_Task_
There is a line containing "of the navy" in the entries below. Repeat that line and every line after it exactly, and nothing more.

Segment Start: Materials provided

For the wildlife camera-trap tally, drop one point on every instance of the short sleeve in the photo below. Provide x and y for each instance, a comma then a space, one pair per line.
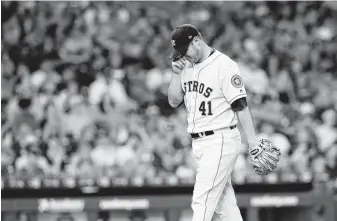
231, 83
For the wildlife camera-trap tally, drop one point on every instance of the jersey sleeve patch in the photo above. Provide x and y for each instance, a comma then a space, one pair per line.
236, 81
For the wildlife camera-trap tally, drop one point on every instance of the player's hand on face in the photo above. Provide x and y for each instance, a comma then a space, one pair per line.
179, 65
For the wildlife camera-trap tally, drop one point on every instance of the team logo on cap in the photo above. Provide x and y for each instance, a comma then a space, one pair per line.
237, 81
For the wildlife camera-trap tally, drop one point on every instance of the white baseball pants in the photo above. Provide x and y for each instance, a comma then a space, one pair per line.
213, 195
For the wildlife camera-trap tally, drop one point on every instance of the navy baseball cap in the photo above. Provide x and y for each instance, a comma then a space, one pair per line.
181, 37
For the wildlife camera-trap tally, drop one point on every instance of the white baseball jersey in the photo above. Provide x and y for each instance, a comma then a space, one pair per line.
209, 89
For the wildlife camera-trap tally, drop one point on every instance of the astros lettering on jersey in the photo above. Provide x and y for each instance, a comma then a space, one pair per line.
209, 89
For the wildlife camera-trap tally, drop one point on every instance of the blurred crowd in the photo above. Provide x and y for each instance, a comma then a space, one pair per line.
84, 87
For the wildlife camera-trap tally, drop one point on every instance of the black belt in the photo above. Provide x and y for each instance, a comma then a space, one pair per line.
207, 133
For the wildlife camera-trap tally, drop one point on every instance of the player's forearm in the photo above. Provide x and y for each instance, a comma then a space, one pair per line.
247, 125
175, 92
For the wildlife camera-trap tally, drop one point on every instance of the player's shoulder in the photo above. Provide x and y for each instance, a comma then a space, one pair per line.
225, 60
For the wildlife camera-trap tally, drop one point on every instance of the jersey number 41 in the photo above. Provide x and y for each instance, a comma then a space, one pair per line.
205, 109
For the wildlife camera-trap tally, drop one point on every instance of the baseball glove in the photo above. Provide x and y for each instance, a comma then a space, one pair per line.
264, 157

Segment End: Materials provided

_Your solution_
For the wildlife camera-trap tally, drop one point on every instance of the navy baseball cap in the photo above. Provide x and y for each instance, a comma then a space, one pair per line.
181, 37
For the wildlife camera-trap tally, drop one point on every instance of the white baseball jersey in the photo above. Provide x and y for each instance, a comma then a space, one pair per line.
209, 89
For the wildlife camera-trap tally, drop one point on every instance of the astros lettering on jersey in the photo above. Provide x and y for each instance, a comma then a space, one pair per line.
209, 89
For the wildlife camera-trap tally, drop one point on every instance of the blurred crowd in the photo above. Provide x and y for each instance, a comma then a space, one pair per line.
84, 87
For the wildlife camera-trap tally, drop one point on every instance of the black belt in the photo above. Provide x and y for each instance, a comma then a space, one pair per line.
207, 133
For the wildlife camera-trap tally, drop one point on every instance of the player's forearm in the photo above. Provide x and y for each instance, a comma then a space, one pair per line.
247, 125
175, 92
For the wildlife camera-trap tally, drop one point on every instance of the player's shoulder in the photo above. Provide x and y for each instance, a comma then a space, one pair per line.
225, 60
For the wildlife camera-trap tally, drop one point on every instance of the jersey number 41 in the photo above. Provide x and y for each instance, a comma then a space, one pair per line.
205, 109
For the wildlife camera-trap tally, drop one point on every instance of the baseball glove in the photo above. Provide x and y for each instance, a comma then a space, one pair per line.
264, 157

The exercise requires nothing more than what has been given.